» **WHAT IS EXPECTED**:
List the lines in the records from the line with "Guideline: the keypoint for each instance of the red" to the line with "(1153, 756)", including both, as a JSON list of strings with one string per line and no blank lines.

» **SUPPLIED INFORMATION**:
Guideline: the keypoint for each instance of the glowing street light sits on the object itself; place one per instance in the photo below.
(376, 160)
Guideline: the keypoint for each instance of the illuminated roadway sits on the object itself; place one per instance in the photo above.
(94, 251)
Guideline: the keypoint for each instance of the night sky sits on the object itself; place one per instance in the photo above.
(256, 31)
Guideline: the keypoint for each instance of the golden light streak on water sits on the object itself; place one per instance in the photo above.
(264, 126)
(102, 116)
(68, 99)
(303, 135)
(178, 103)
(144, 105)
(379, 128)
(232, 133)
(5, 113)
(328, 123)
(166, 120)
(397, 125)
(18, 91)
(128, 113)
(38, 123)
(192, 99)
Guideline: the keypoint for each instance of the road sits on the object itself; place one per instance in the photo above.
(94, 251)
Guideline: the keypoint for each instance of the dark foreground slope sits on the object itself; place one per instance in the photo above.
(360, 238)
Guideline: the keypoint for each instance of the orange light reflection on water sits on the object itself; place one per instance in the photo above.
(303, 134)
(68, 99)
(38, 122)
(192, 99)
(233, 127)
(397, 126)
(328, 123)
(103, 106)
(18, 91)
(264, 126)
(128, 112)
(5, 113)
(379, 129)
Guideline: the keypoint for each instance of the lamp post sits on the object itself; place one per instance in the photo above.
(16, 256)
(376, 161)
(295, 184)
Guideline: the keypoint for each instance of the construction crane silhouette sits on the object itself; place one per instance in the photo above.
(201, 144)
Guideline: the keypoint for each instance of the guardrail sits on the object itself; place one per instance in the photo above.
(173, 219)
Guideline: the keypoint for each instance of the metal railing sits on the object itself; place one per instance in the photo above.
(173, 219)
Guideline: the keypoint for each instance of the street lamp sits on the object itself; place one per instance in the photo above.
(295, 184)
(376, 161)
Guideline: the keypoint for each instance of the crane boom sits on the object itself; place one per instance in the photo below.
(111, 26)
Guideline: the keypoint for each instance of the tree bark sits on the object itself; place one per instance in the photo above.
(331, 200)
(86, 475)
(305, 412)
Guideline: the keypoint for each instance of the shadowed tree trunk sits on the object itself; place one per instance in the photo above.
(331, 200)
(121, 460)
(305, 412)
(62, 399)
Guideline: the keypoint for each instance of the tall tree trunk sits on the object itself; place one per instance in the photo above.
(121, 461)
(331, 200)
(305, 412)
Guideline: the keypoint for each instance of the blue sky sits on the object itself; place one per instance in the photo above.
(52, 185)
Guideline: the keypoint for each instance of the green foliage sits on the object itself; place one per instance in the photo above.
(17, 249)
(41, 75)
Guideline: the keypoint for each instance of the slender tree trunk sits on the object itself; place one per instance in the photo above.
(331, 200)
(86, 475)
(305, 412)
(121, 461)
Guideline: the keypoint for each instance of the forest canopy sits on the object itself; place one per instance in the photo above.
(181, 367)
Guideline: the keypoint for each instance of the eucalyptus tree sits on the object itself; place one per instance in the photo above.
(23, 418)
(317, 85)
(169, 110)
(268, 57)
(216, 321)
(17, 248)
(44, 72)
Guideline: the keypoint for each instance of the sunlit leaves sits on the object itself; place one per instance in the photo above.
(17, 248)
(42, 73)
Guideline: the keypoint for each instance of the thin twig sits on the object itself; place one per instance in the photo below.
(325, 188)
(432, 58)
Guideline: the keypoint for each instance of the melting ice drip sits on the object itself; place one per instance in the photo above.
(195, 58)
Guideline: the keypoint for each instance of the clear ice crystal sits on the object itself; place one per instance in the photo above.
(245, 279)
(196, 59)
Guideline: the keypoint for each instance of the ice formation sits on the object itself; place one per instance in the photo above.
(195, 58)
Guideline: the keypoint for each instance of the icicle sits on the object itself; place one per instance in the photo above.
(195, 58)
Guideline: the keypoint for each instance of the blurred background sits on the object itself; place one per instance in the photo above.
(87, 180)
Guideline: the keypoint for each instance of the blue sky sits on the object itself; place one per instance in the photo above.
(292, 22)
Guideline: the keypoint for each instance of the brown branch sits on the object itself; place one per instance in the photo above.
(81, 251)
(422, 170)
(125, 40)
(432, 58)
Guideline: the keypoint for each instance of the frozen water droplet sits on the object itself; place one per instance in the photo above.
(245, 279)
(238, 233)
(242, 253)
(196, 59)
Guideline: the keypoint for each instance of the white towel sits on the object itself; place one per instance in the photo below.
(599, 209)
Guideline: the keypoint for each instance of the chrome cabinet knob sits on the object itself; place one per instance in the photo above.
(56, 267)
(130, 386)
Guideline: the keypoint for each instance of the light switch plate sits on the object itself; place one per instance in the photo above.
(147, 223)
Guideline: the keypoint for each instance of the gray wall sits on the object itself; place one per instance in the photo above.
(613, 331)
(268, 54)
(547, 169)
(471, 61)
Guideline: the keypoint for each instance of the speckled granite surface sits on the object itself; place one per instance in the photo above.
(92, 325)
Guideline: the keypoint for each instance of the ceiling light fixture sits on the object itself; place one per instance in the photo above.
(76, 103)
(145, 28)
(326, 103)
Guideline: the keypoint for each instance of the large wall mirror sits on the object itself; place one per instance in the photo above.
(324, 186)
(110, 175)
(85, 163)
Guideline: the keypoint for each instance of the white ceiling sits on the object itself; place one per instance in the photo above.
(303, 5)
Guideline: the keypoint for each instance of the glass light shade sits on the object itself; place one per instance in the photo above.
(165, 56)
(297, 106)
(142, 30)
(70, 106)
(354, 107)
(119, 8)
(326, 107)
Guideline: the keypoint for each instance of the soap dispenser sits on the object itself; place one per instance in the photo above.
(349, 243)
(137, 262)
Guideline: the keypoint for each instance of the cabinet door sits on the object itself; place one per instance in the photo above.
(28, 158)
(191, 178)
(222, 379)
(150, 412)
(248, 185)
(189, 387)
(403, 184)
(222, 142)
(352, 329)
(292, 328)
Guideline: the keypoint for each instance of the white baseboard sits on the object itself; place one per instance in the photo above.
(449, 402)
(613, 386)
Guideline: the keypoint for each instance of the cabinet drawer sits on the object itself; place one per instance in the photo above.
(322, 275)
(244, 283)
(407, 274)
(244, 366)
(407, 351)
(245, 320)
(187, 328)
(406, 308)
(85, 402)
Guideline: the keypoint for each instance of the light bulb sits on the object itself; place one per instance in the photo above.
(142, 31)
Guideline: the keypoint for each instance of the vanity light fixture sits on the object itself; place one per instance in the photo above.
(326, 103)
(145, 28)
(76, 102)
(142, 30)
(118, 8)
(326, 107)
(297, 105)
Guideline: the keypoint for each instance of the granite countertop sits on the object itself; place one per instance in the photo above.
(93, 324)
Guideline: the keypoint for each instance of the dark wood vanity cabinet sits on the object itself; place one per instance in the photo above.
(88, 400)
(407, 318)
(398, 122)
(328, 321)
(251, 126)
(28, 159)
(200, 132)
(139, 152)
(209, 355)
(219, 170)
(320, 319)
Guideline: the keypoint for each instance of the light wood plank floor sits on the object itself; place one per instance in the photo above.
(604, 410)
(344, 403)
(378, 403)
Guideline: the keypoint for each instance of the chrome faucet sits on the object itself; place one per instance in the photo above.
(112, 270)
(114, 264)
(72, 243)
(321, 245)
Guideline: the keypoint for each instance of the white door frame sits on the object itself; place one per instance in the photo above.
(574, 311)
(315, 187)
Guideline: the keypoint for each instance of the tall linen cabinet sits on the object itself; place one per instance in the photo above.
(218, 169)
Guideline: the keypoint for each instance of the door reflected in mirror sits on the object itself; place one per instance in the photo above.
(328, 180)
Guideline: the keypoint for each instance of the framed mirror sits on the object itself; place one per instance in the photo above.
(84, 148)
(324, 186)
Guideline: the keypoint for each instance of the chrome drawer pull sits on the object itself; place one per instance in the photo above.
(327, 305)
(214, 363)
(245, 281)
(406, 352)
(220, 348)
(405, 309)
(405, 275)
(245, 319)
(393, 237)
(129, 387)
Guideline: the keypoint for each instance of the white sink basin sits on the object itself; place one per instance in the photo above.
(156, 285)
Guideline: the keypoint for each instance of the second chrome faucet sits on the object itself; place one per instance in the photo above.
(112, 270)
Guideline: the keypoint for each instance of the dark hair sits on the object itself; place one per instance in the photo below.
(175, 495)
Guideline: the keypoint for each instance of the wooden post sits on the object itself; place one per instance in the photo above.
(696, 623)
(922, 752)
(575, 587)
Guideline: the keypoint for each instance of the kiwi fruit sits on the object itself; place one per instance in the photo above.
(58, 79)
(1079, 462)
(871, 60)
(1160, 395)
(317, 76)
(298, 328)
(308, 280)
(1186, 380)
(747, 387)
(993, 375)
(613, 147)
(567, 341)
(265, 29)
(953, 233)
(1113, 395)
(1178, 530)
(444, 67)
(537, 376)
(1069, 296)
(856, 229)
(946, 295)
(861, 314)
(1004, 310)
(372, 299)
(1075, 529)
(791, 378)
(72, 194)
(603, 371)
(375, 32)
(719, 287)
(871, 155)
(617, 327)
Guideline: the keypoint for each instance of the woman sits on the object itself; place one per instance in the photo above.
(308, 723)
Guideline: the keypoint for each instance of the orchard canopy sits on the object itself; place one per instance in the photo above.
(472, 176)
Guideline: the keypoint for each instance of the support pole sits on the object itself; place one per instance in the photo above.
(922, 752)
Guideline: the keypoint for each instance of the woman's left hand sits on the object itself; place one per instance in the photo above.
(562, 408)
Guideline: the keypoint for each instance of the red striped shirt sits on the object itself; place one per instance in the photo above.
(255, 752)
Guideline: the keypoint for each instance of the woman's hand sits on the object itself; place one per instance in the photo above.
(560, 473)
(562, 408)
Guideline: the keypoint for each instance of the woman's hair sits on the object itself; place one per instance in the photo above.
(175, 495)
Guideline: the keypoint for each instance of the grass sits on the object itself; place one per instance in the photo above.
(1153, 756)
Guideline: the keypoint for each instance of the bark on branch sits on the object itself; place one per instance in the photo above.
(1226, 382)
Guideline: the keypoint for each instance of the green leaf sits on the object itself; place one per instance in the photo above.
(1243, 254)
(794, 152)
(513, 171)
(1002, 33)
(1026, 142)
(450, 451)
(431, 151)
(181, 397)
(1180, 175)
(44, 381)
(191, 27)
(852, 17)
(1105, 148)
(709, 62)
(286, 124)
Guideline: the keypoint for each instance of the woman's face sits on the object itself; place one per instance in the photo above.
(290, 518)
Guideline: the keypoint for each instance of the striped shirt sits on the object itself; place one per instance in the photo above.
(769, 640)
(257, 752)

» **EXERCISE OUTPUT**:
[
  "Guideline: the keypoint for each instance of the red striped shirt sits on the object itself; place one per instance in the photo above.",
  "(255, 752)",
  "Guideline: the keypoint for each instance of the woman's hand sits on the object itself; place one per instance in the photo above.",
  "(560, 473)",
  "(562, 408)",
  "Guideline: the keypoint for each instance of the woman's hair sits on the object itself; place one per instance in the photo above.",
  "(175, 495)",
  "Guideline: the keypoint for each instance of the grass sits on the object itself; place one per instance in the photo above.",
  "(1153, 756)"
]